Copy every one of the entries below word for word, keeping each line unchanged.

** start **

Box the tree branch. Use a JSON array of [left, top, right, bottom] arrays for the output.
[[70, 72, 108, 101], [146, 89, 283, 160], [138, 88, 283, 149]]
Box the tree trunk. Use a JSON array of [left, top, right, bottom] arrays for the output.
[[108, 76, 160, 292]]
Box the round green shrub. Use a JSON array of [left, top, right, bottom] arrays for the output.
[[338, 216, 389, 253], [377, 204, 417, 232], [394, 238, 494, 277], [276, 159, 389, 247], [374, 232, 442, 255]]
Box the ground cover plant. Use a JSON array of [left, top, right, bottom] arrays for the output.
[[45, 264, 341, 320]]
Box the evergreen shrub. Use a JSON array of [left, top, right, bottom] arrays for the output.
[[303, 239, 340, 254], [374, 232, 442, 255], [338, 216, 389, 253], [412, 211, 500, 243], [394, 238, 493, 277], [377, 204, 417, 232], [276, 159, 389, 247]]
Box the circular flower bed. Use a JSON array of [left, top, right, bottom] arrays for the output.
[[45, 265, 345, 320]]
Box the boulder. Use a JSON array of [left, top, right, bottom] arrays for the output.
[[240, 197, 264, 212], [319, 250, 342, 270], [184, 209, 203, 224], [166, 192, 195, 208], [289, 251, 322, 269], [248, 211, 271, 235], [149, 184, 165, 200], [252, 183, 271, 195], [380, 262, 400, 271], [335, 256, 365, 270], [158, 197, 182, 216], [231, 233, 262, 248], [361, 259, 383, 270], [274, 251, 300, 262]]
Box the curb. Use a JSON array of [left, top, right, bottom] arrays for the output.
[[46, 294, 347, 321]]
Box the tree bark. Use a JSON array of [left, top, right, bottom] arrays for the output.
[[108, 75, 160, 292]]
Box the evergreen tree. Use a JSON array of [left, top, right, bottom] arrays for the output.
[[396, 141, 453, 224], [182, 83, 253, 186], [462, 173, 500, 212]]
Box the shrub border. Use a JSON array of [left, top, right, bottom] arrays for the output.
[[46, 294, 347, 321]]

** end **

Output below:
Box the tree branch. Use a JSON array of [left, top, right, bottom] arrays for the output.
[[70, 72, 108, 101], [146, 89, 283, 160], [138, 88, 283, 149]]
Box the tree trunk. Use a JSON array of [left, top, right, bottom] arrays for the output.
[[108, 76, 160, 292]]
Box the round green shrub. Use a JSON array of [left, top, right, bottom] arrays for the output.
[[338, 216, 389, 253], [377, 204, 417, 232], [394, 238, 494, 277], [276, 159, 389, 247], [374, 232, 442, 255]]
Box the ground cover plant. Use a JSON array of [left, top, right, bottom] arrays for the output.
[[45, 264, 341, 320]]
Box the evergreen shrub. Use a JSON array of [left, top, right, bottom] arrays for the output.
[[303, 239, 340, 254], [374, 232, 442, 255], [338, 216, 389, 253], [412, 211, 500, 243], [394, 238, 493, 277], [377, 204, 417, 232], [276, 159, 389, 247]]
Box the circular flower bed. Use a JSON array of [left, top, right, bottom] arrays for the output.
[[45, 265, 345, 320]]
Box the boulder. Use a JSON array of [left, top, right, bottom] arrays for the output.
[[240, 197, 264, 212], [319, 250, 342, 270], [184, 209, 203, 224], [166, 192, 195, 208], [289, 251, 322, 269], [248, 211, 271, 235], [149, 184, 165, 200], [252, 183, 271, 195], [380, 262, 400, 271], [335, 256, 365, 270], [158, 197, 182, 216], [231, 233, 262, 248], [361, 259, 383, 270], [274, 251, 300, 262]]
Box the curb. Use a JSON array of [left, top, right, bottom] arrays for the output.
[[46, 294, 347, 321]]
Box the tree bark. Use a JSON array of [left, top, right, bottom] arrays for the output.
[[108, 75, 160, 292]]
Box the evergreen tree. Use a JSON array of [left, top, right, bottom] arrays for the output.
[[396, 141, 453, 224], [182, 83, 253, 186], [462, 173, 500, 212]]
Box the shrub border. Use a JSON array of [left, top, right, bottom] arrays for the output.
[[46, 294, 347, 321]]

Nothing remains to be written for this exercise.